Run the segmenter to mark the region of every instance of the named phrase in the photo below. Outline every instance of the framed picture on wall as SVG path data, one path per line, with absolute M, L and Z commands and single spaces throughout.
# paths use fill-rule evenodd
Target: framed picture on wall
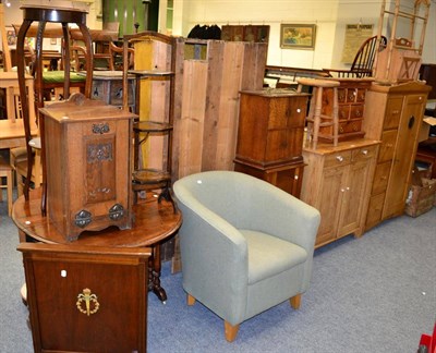
M 283 49 L 314 49 L 315 24 L 281 24 L 280 47 Z

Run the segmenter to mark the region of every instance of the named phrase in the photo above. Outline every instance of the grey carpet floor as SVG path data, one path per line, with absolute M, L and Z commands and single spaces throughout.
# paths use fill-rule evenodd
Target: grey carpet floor
M 17 231 L 0 203 L 0 352 L 33 352 L 21 302 L 24 282 Z M 416 352 L 436 315 L 436 208 L 385 221 L 361 239 L 315 252 L 302 307 L 289 303 L 241 325 L 233 343 L 223 322 L 201 304 L 185 304 L 181 273 L 164 264 L 168 302 L 148 295 L 149 352 Z M 120 322 L 128 325 L 128 322 Z M 65 333 L 66 334 L 66 333 Z M 119 352 L 114 352 L 119 353 Z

━━━━━━━━━━━━━━━━━━━━

* _DESCRIPTION OF THE TASK_: Convert the lines above into a two-column CSV with the headers instruction and outline. Give one row per line, putting its text and its answer each in a single quoted field, replacing line breaks with spaces, and leaving out the pictures.

* _TASK ANSWER_:
instruction,outline
"Run the segmenter to mark the region of every instance of the named phrase in the photo below. Outline every instance of the framed picture on wall as SVG path data, one path per line, with absolute M, L and Z commands and single spaces throughout. # paths use fill-rule evenodd Target: framed picture on wall","M 283 49 L 314 49 L 315 24 L 281 24 L 280 47 Z"
"Run the segmenter to mark the region of every instance of the named phrase in the photo above. Outline every instance of the grey carpet floor as SVG path data, one path per line, with absolute M, L and Z commands and single spaces throughout. # paths use fill-rule evenodd Target: grey carpet floor","M 17 231 L 0 203 L 0 352 L 33 352 L 21 302 L 24 282 Z M 416 352 L 436 315 L 436 208 L 385 221 L 361 239 L 315 252 L 302 307 L 289 303 L 241 325 L 233 343 L 223 322 L 201 304 L 185 304 L 181 273 L 164 264 L 168 302 L 148 295 L 149 352 Z M 120 322 L 128 325 L 128 322 Z M 65 333 L 66 334 L 66 333 Z M 119 352 L 114 352 L 119 353 Z"